> STATED TASK
Quote the lines below exactly, from the one that holds "shown by (90,134)." through the final line of the records, and only those.

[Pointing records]
>> Start
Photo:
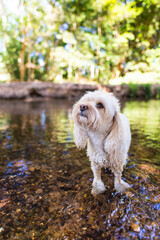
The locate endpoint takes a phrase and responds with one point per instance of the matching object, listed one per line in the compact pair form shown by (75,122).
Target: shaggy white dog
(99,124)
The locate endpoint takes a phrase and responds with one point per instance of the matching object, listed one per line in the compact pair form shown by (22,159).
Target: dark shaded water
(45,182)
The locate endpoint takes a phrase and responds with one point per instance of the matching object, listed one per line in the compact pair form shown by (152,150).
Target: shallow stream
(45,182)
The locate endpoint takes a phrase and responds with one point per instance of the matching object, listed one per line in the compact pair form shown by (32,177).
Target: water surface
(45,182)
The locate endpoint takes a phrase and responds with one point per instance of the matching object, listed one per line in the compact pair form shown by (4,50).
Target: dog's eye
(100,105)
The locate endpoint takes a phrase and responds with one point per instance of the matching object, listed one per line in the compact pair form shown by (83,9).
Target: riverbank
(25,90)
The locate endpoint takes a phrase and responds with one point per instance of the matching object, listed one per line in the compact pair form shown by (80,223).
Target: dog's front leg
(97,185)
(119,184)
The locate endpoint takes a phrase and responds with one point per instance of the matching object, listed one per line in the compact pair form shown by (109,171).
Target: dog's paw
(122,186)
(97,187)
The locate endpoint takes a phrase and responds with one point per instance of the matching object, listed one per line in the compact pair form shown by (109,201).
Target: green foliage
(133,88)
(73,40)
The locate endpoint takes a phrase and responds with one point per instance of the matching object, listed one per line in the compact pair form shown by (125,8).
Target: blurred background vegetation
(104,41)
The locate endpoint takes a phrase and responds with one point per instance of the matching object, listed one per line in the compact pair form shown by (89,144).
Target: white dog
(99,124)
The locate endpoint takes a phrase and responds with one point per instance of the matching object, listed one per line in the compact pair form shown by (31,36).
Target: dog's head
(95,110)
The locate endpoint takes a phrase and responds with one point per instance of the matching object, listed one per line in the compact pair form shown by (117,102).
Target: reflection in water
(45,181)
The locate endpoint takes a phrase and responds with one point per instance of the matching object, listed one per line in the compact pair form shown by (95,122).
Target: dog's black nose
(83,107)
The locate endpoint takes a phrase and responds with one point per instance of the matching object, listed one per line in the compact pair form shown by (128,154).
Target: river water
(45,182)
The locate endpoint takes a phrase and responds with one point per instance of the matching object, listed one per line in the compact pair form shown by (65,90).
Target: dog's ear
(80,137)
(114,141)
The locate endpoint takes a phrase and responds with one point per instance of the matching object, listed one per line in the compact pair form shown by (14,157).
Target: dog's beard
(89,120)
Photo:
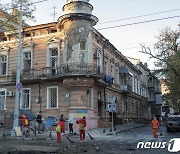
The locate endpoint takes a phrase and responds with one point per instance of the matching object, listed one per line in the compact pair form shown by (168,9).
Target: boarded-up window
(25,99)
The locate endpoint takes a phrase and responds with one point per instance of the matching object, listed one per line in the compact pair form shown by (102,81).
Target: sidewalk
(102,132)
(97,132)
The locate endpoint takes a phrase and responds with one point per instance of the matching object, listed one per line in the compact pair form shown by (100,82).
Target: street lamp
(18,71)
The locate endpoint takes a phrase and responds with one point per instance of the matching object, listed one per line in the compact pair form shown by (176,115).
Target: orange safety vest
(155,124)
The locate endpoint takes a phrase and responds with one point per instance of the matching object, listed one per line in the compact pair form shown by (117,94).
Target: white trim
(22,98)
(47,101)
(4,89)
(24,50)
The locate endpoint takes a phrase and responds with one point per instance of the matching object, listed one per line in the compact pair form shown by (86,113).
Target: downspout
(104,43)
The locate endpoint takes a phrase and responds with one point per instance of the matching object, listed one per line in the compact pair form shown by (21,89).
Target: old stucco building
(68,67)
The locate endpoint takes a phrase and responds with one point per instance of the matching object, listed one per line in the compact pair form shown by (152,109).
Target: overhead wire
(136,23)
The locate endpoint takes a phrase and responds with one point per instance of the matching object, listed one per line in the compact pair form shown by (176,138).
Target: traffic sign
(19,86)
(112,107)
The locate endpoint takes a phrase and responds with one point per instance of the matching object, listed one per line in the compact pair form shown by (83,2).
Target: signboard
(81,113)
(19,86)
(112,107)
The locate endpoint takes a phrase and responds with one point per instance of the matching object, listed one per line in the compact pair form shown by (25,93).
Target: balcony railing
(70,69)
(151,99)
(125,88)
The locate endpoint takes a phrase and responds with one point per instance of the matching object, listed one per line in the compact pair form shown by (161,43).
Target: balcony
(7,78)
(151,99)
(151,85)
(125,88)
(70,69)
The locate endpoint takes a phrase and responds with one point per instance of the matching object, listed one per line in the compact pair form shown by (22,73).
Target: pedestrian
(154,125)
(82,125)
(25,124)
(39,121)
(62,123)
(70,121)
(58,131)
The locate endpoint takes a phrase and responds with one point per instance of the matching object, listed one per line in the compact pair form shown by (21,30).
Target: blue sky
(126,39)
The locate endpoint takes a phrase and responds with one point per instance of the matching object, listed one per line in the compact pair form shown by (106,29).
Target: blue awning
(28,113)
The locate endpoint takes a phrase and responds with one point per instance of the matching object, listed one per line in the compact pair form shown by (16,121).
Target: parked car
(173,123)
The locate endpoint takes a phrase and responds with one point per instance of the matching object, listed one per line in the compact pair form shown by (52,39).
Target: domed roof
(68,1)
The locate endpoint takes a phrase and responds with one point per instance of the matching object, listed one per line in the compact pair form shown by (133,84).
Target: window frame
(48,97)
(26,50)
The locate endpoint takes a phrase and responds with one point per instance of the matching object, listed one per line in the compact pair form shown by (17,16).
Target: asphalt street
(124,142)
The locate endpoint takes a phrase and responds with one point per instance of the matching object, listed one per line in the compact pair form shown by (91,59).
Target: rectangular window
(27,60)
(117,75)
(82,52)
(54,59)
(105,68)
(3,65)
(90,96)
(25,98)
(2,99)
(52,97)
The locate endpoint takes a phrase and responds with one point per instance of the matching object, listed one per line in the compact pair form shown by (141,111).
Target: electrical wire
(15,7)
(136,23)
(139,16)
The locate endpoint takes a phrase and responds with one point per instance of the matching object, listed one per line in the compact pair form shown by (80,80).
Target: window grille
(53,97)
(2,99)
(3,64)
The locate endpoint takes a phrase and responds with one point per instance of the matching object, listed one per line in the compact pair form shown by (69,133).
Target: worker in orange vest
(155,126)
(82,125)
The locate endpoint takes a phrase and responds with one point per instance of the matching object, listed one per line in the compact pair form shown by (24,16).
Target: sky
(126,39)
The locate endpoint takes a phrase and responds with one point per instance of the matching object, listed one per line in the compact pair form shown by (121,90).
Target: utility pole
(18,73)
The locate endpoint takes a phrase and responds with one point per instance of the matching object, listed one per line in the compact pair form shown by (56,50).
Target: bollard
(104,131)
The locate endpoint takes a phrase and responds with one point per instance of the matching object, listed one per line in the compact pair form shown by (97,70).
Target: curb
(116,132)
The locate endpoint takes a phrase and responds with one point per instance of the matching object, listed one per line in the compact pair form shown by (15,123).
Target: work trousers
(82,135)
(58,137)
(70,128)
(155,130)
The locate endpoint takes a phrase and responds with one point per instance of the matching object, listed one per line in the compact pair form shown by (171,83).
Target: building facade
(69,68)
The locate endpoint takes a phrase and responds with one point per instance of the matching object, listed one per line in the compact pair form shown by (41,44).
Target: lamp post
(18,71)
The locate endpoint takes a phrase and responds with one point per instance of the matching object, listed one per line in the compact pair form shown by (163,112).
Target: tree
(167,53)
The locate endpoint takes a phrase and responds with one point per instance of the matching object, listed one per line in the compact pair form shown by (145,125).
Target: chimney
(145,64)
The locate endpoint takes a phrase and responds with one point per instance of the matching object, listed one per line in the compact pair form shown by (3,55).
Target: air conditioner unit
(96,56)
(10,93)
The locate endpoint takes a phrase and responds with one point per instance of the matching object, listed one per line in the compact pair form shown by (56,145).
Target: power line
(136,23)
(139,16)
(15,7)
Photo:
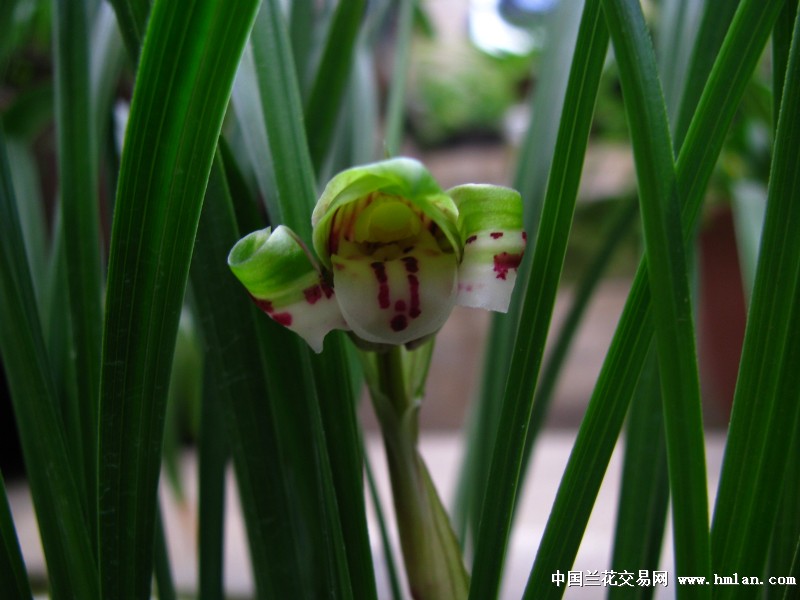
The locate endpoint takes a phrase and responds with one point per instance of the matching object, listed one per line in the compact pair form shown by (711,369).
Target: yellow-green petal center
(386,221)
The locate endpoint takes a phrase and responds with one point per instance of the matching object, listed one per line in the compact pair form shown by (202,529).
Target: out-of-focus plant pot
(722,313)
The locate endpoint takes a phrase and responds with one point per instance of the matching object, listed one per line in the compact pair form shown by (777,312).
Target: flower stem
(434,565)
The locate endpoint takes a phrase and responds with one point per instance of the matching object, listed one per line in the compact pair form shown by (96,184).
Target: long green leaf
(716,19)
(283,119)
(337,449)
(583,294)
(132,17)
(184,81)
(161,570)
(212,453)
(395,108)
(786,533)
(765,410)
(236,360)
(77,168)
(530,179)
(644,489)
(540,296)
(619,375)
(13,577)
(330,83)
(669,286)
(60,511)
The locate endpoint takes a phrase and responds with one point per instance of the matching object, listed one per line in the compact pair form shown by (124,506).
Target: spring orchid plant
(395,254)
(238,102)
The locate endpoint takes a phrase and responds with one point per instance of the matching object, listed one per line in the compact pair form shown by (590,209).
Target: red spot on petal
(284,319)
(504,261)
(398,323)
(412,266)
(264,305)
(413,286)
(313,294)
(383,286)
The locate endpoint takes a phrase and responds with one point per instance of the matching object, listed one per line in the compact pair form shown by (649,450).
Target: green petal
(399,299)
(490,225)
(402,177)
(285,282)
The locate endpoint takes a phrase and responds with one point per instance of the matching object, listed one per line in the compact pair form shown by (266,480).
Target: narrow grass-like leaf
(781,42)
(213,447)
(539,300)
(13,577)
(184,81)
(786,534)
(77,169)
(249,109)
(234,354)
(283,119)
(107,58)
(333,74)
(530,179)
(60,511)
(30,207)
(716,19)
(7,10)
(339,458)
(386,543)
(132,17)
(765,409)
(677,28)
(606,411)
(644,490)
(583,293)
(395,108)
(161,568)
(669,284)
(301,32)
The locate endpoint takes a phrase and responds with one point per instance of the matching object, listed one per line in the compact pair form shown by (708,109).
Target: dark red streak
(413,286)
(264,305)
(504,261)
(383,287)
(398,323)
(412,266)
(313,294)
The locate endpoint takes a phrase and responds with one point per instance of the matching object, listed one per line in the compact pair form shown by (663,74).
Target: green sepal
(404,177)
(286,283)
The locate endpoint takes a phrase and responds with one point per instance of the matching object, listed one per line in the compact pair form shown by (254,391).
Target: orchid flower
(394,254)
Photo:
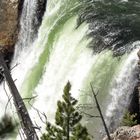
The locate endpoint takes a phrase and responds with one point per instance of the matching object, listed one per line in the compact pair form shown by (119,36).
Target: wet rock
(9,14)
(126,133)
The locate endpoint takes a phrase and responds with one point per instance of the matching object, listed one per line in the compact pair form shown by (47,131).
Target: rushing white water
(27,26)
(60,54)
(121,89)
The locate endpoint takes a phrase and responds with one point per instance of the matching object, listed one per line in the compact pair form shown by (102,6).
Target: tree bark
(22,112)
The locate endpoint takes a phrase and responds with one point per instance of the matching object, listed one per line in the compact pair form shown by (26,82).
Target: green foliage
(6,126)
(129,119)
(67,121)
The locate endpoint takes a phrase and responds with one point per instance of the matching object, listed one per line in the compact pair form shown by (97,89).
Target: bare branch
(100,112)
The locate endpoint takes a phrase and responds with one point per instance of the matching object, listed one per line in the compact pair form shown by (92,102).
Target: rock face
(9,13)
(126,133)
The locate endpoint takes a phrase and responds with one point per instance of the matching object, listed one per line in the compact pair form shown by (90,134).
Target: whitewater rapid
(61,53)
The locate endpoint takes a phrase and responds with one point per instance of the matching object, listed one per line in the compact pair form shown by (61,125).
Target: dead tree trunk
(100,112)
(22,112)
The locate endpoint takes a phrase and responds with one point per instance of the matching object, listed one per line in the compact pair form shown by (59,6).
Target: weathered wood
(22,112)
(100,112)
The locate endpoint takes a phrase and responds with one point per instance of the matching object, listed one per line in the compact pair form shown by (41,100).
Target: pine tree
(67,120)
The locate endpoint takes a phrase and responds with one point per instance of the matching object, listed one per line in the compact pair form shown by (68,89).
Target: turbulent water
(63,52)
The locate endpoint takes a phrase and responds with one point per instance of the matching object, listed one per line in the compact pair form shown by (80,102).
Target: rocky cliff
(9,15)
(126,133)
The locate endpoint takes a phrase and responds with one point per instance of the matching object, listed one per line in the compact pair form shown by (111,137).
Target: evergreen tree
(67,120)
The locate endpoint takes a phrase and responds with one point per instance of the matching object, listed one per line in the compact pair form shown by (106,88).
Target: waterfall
>> End
> EXERCISE RESULT
The locate endpoint takes a phrase and responds with one point per instance of the matching object, listed one per line in the compact pair form shown by (90,134).
Target: whitewater rapid
(61,53)
The locate endpoint takes a phrase and responds with one point per instance of the matching object, listed one per line in the compact pair form shown by (61,125).
Target: dead tree trunk
(100,112)
(22,112)
The locate endpoint takes a phrase and responds with one point per instance of the matching object, listed one per line in the compact pair form shown by (59,6).
Target: weathered wood
(22,112)
(100,112)
The locate endpoint takes a phrase and responds with one point per instance of the matching object, listed one per line in the compact pair form shown by (41,100).
Target: pine tree
(67,120)
The locate endpoint takes a phrase and responds with one point per instance of the matching object, listed one per line in the compact pair form shown by (68,89).
Target: turbulent water
(63,52)
The locate endpoint takes a phrase and responds with one point per instance of the matching object, listed one per line in the compact pair form shown by (80,102).
Target: rocky cliff
(9,15)
(126,133)
The locate endpoint takes a phrase and responds with one point per instance of the matching object, listed one per line in the compact pair form shown by (111,137).
Target: evergreen tree
(67,120)
The locate endpoint takes a phrase and responds with one point per instance of the matching object, listed one per line in the compact pair form shown by (106,88).
Target: waterfall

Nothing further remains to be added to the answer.